Por lo tanto, si el espectador es parte de la realidad acontecida en el marco del espectáculo, se transforma en parte del texto y, a su vez, si es capaz de producir textualidad, quedará indudablemente en un lugar fronterizo desde donde tendrá que vérselas para poder construir un discurso acerca de lo que vio que será, por supuesto, también un discurso acerca de sí mismo.

Por ejemplificar brevemente, podríamos revisar qué es lo que ocurre en Y nada más de Alejandro Tantanián. El espectáculo gira en torno de la figura de Marina Tsvietáieva y, a pesar de ser presentado desde el programa de mano como “Un retrato de Marina Tsvietáieva, poeta (Moscú, 1892 –Yelabuga, 1941)”, los actores, además de hacerse cargo de textos de la poeta y de recuperar en el relato algunos datos biográficos, también presentan aspectos de sus propias biografías. Desde el principio, una de las actrices saluda de manera directa al público aclara que lo que se va a ver no es teatro; a pesar de poder ser tomado como una broma, una especie de ironía, realmente el espectáculo comienza a perder su apariencia de texto externo al espectador y, reforzado por la disposición espacial y la ubicación de actores y público, se configura lo que podríamos llamar una ceremonia. No sólo la ceremonia tiene que ver con traer al presente a Marina Tsvietáieva sino con re-presentar el pasado de los actores, en cuyo discurso se implica al espectador esperando asentimientos, respuestas físicas, reconocimientos de lugares y experiencias comunes. Si el hilo conductor tiene que ver con la vida y la correspondencia amorosa de la poeta, ese hilo va siendo entretejido con el relato autobiográfico de los actores y el que cada espectador agrega desde esos lugares comunes del recuerdo, de la rememoración. Tal rememoración, (al igual que las rememoraciones en las celebraciones religiosas), ponen al espectador en un lugar de participación que anula la frontera que divide ficción de realidad, ubicándolo así en el territorio del texto, configurando un mapa en el que Marina es vista en relación con los actores y viceversa y también el espectador es visto en relación con esto. En este caso, la celebración tiene que ver con el recuerdo, con la infancia, el amor, la soledad, pero cabe aclarar que no son tópicos transitados en Y nada más como los lugares comunes de identificación sino como aquellos lugares comunes que permiten la participación, la con-memoración.

(Ejemplos de etiquetado de puntos)
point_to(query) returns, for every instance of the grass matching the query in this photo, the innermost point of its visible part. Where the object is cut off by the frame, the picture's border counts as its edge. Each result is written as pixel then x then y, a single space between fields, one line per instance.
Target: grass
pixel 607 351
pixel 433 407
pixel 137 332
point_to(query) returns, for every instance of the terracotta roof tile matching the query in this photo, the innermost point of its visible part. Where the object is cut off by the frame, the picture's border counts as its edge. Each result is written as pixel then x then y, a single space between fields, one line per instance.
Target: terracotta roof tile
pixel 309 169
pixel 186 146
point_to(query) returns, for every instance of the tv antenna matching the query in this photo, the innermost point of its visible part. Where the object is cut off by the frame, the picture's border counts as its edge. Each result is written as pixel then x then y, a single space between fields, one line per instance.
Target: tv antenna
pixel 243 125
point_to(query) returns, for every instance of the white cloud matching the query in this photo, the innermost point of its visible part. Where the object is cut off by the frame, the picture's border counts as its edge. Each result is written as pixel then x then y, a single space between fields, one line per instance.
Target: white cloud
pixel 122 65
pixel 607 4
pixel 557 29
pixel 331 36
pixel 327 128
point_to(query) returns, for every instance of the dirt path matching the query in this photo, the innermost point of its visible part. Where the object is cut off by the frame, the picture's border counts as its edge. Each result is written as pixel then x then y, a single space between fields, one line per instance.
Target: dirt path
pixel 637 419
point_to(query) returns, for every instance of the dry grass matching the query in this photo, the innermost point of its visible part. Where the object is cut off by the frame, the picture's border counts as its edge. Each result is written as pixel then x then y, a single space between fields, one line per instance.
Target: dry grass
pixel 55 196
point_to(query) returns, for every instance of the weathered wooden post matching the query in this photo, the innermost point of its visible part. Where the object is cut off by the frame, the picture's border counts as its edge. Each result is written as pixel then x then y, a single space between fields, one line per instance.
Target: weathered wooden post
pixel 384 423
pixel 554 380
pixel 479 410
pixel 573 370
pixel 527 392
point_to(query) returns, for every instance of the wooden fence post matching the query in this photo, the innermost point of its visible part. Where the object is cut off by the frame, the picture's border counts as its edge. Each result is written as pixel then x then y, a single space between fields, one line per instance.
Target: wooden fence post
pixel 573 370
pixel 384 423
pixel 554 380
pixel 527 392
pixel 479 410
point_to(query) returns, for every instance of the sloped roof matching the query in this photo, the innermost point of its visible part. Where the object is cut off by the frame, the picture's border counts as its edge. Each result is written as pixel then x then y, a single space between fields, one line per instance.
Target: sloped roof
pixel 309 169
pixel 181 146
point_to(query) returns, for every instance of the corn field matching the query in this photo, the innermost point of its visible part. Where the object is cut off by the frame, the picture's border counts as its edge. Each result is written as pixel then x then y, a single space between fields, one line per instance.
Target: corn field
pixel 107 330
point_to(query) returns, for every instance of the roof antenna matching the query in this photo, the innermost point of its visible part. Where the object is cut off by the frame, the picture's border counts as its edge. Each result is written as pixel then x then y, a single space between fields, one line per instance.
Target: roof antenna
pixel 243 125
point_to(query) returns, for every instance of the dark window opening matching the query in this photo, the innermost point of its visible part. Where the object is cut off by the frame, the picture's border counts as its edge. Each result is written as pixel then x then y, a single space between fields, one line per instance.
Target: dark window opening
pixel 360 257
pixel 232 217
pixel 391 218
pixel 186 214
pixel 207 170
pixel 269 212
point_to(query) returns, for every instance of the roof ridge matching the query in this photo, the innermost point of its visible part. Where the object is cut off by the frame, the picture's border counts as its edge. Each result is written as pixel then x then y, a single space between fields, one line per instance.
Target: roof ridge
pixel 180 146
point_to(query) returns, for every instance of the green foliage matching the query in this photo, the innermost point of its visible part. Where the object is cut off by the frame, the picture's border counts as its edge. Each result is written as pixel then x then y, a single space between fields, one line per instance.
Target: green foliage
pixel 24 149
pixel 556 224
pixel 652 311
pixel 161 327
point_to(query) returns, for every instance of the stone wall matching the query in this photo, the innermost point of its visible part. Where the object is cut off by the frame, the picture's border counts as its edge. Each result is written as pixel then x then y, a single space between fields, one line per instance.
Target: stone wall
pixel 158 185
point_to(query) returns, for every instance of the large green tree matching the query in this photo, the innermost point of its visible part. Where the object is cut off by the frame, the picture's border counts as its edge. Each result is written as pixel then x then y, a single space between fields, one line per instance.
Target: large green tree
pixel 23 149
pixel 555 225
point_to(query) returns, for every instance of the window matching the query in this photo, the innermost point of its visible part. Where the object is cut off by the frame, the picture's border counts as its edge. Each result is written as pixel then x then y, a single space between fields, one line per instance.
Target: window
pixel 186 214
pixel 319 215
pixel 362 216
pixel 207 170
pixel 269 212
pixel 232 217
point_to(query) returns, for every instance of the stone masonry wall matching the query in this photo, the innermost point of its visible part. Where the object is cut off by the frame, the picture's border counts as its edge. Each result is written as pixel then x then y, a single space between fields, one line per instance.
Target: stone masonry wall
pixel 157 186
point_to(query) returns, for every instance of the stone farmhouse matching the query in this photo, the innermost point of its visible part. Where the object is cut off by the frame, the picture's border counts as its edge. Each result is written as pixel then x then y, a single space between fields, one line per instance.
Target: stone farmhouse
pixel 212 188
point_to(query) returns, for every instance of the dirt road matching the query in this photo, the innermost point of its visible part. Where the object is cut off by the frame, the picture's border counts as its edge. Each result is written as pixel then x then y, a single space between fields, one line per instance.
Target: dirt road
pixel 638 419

...

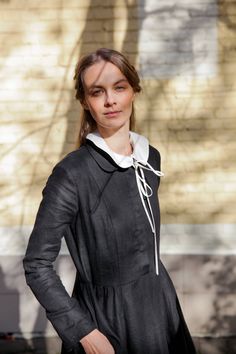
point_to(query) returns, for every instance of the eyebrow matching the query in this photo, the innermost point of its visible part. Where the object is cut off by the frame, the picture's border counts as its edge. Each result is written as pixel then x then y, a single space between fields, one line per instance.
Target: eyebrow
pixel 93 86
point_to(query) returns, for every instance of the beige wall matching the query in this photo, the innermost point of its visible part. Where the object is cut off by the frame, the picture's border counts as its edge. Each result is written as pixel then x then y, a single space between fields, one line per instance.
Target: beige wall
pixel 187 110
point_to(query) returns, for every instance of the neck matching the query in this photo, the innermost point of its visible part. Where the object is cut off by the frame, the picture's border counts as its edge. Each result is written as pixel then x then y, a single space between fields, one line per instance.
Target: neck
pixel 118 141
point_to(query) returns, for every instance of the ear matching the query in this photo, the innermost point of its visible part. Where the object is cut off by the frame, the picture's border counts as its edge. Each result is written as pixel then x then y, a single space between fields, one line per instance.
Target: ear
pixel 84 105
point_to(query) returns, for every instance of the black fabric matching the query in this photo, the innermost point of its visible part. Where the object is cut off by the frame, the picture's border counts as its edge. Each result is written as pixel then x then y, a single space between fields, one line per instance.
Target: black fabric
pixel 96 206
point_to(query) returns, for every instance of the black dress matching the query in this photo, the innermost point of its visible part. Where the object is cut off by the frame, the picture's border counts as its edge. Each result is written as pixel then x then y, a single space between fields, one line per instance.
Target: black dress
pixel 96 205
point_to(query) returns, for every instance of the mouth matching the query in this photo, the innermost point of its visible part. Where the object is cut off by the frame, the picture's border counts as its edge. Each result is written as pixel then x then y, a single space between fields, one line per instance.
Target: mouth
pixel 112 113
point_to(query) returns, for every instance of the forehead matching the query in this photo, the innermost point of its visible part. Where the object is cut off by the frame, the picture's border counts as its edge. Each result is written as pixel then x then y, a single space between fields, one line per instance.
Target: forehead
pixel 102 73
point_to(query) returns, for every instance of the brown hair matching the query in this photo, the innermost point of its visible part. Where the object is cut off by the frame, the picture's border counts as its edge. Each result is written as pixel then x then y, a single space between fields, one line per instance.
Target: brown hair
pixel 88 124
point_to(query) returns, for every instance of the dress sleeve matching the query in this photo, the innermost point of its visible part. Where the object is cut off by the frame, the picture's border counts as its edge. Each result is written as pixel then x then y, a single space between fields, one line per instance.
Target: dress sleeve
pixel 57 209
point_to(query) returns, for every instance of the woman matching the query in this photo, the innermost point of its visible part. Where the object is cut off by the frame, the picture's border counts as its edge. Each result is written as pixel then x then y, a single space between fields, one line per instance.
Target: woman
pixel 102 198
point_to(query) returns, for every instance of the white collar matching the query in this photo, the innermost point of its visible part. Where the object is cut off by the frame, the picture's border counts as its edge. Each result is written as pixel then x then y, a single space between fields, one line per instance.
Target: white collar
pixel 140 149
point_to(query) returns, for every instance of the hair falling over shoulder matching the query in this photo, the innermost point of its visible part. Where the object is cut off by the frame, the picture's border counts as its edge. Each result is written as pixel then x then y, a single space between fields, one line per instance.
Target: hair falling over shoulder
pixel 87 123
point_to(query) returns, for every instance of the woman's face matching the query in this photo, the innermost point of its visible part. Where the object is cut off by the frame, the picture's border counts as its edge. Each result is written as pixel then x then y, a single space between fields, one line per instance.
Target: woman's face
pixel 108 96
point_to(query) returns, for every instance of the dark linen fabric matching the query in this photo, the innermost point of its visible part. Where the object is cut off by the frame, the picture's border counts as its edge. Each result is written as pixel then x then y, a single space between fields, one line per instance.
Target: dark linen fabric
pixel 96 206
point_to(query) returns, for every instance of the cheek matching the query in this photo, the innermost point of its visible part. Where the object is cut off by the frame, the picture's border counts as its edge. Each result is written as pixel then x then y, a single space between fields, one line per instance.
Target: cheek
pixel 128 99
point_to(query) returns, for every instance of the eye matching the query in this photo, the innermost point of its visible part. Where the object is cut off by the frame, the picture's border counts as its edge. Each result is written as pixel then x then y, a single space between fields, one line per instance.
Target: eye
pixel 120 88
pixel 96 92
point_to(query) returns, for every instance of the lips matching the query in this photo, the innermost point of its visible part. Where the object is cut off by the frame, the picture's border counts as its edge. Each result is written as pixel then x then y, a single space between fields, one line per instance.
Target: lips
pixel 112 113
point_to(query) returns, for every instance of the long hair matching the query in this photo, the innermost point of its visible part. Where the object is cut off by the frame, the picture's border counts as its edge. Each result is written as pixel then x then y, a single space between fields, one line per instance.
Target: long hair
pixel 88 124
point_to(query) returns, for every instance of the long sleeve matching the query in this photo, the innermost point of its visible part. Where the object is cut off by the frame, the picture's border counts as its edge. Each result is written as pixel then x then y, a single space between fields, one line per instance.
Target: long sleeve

--

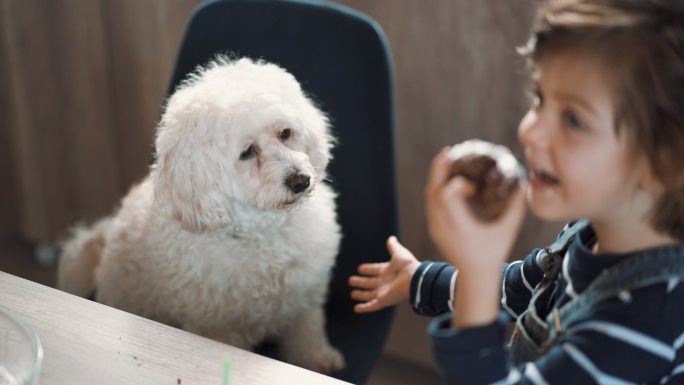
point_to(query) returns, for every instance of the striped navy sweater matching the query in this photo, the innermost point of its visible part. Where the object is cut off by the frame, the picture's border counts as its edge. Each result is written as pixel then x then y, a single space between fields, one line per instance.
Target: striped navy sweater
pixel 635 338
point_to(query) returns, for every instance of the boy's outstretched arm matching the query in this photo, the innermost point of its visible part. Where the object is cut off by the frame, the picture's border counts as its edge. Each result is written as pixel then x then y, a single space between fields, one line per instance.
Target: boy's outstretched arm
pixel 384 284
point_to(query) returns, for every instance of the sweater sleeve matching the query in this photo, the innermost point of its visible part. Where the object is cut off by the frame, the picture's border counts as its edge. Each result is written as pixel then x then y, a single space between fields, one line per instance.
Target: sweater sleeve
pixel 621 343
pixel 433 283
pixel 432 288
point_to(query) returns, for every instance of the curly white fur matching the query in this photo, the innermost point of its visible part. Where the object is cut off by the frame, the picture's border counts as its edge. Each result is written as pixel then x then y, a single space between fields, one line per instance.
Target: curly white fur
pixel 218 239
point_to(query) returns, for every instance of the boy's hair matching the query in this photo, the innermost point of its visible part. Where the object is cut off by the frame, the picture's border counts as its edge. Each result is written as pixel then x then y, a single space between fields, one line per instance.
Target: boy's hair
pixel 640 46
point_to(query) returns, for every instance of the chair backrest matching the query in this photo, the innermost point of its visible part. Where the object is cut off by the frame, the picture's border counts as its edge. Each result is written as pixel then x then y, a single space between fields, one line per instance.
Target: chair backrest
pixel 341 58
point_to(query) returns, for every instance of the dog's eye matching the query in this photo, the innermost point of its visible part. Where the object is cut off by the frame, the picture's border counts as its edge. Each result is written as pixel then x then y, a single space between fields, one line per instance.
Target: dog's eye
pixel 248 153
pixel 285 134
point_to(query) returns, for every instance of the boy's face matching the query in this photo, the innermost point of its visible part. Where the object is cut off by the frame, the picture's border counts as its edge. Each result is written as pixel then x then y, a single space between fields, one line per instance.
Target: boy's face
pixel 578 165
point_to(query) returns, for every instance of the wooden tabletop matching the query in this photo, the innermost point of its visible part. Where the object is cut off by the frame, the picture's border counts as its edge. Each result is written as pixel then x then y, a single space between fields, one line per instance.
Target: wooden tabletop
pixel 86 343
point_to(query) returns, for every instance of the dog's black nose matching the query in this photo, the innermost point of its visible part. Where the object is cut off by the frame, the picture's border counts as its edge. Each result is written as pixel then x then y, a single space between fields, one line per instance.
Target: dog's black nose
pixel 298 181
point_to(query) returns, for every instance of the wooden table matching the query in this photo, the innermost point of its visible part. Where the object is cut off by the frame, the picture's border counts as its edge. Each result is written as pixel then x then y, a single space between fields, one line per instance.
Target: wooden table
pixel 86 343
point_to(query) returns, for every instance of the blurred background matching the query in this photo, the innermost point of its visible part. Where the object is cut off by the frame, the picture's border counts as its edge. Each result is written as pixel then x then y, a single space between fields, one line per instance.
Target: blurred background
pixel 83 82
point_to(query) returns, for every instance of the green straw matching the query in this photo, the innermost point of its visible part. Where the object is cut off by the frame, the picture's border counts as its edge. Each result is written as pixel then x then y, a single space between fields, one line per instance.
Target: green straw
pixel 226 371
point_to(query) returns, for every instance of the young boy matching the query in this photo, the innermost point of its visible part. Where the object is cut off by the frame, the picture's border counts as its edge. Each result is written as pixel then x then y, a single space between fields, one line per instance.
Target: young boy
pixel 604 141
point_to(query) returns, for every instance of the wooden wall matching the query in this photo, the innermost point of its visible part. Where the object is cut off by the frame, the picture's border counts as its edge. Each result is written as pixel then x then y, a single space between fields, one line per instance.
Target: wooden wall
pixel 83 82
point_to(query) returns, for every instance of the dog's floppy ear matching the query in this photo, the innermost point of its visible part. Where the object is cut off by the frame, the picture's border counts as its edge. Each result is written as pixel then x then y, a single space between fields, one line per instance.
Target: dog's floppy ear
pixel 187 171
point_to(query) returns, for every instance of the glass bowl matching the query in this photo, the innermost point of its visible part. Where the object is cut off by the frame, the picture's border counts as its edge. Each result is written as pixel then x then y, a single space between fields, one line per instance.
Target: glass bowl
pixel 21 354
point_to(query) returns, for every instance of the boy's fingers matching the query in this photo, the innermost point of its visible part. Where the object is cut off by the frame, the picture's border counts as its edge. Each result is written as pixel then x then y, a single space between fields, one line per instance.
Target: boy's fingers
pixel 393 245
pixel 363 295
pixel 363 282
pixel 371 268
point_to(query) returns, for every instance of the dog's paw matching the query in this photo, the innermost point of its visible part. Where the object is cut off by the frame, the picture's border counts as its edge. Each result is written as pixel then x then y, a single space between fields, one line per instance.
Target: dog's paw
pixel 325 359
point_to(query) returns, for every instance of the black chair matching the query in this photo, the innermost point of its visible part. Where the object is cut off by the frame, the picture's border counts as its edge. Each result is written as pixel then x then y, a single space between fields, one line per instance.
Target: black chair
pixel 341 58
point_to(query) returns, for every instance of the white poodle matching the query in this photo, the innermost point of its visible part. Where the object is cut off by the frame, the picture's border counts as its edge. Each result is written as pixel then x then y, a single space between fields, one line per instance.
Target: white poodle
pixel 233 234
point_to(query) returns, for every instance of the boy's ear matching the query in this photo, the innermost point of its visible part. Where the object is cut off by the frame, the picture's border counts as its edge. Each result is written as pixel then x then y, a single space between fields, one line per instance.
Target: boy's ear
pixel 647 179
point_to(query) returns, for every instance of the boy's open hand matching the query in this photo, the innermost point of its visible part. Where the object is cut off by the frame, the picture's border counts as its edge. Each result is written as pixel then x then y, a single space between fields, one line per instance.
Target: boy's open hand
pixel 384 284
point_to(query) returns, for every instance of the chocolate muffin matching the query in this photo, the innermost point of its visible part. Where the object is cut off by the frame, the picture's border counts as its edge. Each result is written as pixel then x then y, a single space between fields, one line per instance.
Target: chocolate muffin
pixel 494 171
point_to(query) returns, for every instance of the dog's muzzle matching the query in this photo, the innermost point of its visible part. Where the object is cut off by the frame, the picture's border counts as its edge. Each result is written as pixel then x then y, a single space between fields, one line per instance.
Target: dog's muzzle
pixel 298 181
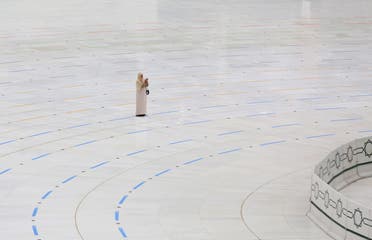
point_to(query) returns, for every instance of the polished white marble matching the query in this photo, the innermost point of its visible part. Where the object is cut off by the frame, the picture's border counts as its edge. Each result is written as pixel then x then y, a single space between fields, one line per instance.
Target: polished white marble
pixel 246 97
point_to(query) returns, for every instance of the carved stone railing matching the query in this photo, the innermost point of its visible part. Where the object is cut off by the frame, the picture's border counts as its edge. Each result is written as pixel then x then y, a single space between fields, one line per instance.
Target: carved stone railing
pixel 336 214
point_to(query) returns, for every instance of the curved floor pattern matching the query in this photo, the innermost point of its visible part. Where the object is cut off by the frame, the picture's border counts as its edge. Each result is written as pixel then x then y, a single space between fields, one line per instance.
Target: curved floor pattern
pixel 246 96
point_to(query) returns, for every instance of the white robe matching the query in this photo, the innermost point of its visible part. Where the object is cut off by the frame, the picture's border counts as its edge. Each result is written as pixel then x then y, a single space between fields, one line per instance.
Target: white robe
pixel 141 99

## Instrucciones de trabajo
1/ Responda brevemente a estas preguntas sobre el pasaje:
(a) ¿En torno a qué figura gira el espectáculo Y nada más?
(b) ¿Qué aclara una de las actrices al saludar de manera directa al público?
(c) ¿Con qué tiene que ver la celebración en este caso?
2/ Reescriba como una lista JSON de cadenas las entradas que van desde la línea que contiene "point_to(query) returns, for every instance of the dog's paw" hasta la que contiene "pixel 325 359", ambas incluidas, con una cadena por línea y sin las líneas en blanco.
Las entradas no guardan relación alguna con el pasaje.

## Las soluciones
1/
(a) En torno a la figura de Marina Tsvietáieva.
(b) Que lo que se va a ver no es teatro.
(c) Con el recuerdo, la infancia, el amor y la soledad.

2/
[
  "point_to(query) returns, for every instance of the dog's paw matching the query in this photo, the innermost point of its visible part. Where the object is cut off by the frame, the picture's border counts as its edge. Each result is written as pixel then x then y, a single space between fields, one line per instance.",
  "Target: dog's paw",
  "pixel 325 359"
]